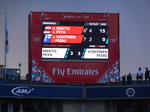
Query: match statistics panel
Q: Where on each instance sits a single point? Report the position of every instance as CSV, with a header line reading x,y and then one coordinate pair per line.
x,y
75,40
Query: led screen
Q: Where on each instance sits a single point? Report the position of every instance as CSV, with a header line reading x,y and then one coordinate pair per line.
x,y
75,40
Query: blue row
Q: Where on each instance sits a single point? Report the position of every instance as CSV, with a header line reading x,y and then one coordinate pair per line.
x,y
74,92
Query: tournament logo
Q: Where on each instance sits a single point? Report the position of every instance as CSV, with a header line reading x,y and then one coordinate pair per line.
x,y
130,92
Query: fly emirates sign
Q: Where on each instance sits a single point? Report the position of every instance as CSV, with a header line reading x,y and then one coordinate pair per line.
x,y
71,71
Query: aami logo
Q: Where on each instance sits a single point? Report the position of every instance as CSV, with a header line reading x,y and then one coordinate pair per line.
x,y
21,91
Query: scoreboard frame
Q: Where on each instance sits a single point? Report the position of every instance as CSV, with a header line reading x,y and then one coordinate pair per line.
x,y
72,70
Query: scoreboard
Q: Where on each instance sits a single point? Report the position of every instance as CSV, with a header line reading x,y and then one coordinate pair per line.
x,y
69,47
75,40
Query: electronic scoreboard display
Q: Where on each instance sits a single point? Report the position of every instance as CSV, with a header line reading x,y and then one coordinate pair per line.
x,y
75,40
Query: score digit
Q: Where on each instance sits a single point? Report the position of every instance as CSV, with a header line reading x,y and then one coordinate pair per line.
x,y
102,30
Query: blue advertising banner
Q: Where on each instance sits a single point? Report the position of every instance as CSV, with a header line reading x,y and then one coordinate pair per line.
x,y
74,92
118,92
39,91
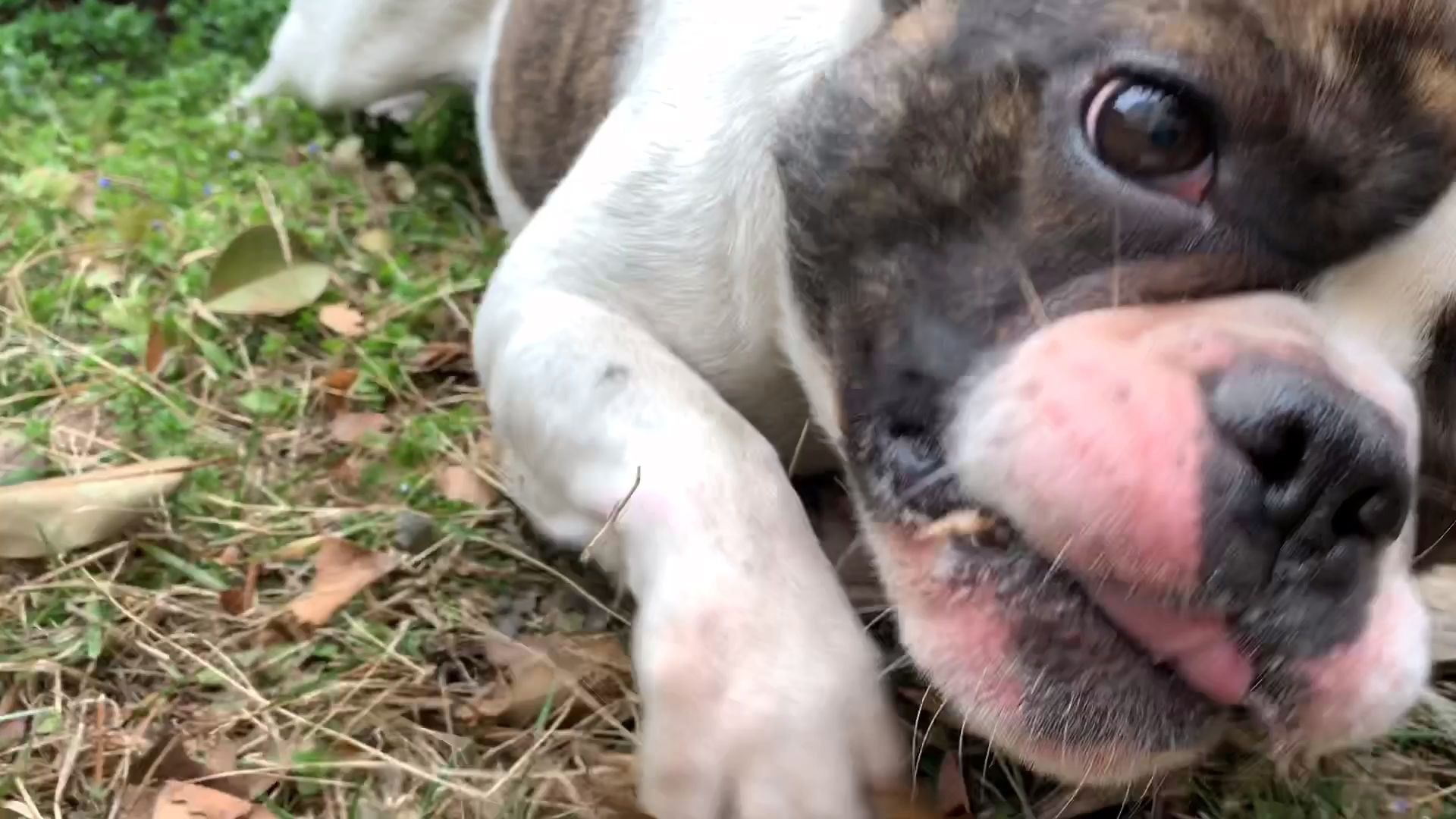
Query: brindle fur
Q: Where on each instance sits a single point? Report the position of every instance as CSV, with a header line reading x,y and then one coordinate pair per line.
x,y
943,205
555,80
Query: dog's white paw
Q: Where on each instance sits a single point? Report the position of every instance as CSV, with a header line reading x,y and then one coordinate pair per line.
x,y
762,711
402,108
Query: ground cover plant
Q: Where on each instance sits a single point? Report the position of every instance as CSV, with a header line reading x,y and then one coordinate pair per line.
x,y
334,613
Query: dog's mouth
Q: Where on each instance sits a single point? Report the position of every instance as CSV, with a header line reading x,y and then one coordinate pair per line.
x,y
1196,645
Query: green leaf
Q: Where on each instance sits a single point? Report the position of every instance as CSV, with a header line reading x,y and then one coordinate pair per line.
x,y
254,278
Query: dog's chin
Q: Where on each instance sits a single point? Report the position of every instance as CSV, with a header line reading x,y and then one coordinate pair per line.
x,y
1027,659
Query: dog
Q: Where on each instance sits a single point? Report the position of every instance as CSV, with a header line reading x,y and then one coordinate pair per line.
x,y
1128,325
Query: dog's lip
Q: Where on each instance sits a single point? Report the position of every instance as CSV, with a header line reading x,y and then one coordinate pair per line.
x,y
1194,643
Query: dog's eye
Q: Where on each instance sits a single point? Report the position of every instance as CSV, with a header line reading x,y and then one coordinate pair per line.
x,y
1153,136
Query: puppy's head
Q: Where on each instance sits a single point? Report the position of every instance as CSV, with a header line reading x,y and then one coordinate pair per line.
x,y
1053,271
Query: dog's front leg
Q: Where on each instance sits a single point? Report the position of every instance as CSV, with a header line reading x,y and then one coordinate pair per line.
x,y
762,695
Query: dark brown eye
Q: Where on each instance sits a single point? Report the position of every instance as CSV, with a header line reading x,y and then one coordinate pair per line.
x,y
1153,136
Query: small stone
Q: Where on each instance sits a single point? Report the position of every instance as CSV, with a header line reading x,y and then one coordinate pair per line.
x,y
414,531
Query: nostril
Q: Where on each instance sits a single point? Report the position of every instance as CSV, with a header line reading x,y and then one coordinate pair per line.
x,y
1369,513
1279,450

========================

• **TASK STATEMENT**:
Copy every item above word for word, without the pictures.

• **RESULT OF THE TASK**:
Query: match statistics panel
Q: Where on each instance sits a single point? Report the position of every instance as CSV, with a header line reading x,y and then one coordinate pair per line.
x,y
75,40
Query: led screen
Q: Where on each instance sits a single point? Report the position of every instance as CSV, with a header line reading x,y and then one coordinate pair per line.
x,y
75,40
Query: blue row
Q: Where on each instance sits a single point? Report the position of every instance as CSV, with a header line reading x,y and then one coordinate pair per line.
x,y
74,92
Query: tournament logo
Q: Where on each instance sits a single point? Report the position of every instance as CSV, with a header line reading x,y and then one coordinate pair per line.
x,y
130,92
Query: fly emirates sign
Q: Where on each instance sits a single point? Report the position of every instance as CSV, with a header line reading x,y and then one coordinate pair per line.
x,y
71,71
Query: aami logo
Q: Where on each instance sits a single point? Report the position of every instance as CSV, with a header line reading x,y and then one coordinate pair per line.
x,y
21,91
Query: scoreboard frame
Q: Where on each instance sits a single point? Report the position of every instance as CSV, with a header line reading x,y and then one coordinate pair per line.
x,y
72,70
Query: scoreboard
Q: Where on each instance sits a single point? Report the position of every instance as CSV, with a header line reading x,y and then one coordinate pair per line.
x,y
69,47
75,40
Query: electronic scoreboard display
Q: Where on each instance sits a single point? Report the position of every instance as CSV, with a header line reading x,y and then one coordinate pair per line.
x,y
75,40
Query: score digit
Q: Where on each instance sits a single point? Report the position of every instance as CSV, with a header line reading x,y and then one coordinate pair per line.
x,y
102,30
Query: blue advertising banner
Q: Where on each instance sits a single point? Report the position of every instance as CSV, with a header line reading x,y and then one coordinate pair per line.
x,y
74,92
118,92
39,91
Query: brindle fur
Q: Where on each instance sits a single point? Report the position of every instance as CSV, with a header line reading x,y and then one coordinate pair per line.
x,y
943,205
555,80
Query: dog's white paw
Q: Where on each instance sits a single point? Report the position of every instance as CSV, with a header line reading x,y and then one coordinate pair per line.
x,y
762,711
402,108
Query: ground cover plant
Q: Where on each instance sits a single point? Report the position of every instance as CSV, with a header line reading x,y and then one coordinate pair per line.
x,y
334,613
Query: dog's mouth
Q: Where on each instance sits a single point? Report the position of every instance as CSV, with a header line reading x,y and then one coordinate pair per line.
x,y
1196,645
Query: green leaf
Q: Where on each instance sits a single point? Report the position of every instance as CSV, with a header line reading x,y and then one coordinate pair per line.
x,y
254,278
Query: dog's chin
Q: Where on each instance sits a single point? Report the position of every instance as CSV, with a header line reading x,y and then one coordinate pair per line.
x,y
1027,659
Query: dog
Q: Where on each instance sits a single point? Report the position of every instance as CSV, with a header line reading x,y and then one coordinate pair per line.
x,y
1128,325
Query: dog's lip
Q: Where on each instance sits a single point? Report the position of every instance as CSV, with a header line reading x,y and then one coordinate pair per line.
x,y
1194,643
Query: dog's eye
Q: Where on each instance sits a single point? Report the position of every instance as CSV, with a header line reading x,y and then one coordinate pair per line.
x,y
1153,136
Query: puppy's head
Q: Where on each instance sits a single point? Report the position of every instance as CSV, with a header line reading x,y and then one coordinate pair per line.
x,y
1053,271
Query: dog's front leg
Q: Where on each instance sits a single point? Report the position of every instance as CSV, with a header line reading x,y and then one coordinate pair per line.
x,y
762,695
Query: dark brown eye
Q: Where on each instance sits a single point? Report the position of every instance as CSV, with a header line reading x,y and then one coordinate pair per line.
x,y
1153,136
Query: small stone
Q: Where on each instance sits a single point? Report the position of every instance as CSV, with a header line reading x,y and then one coordinate pair per line.
x,y
414,531
Query: nostril
Q: Where on each instance sits a single point? Report the position of every instance as CSV, with a header line reading x,y and then one coordinate pair per line.
x,y
1369,513
1279,450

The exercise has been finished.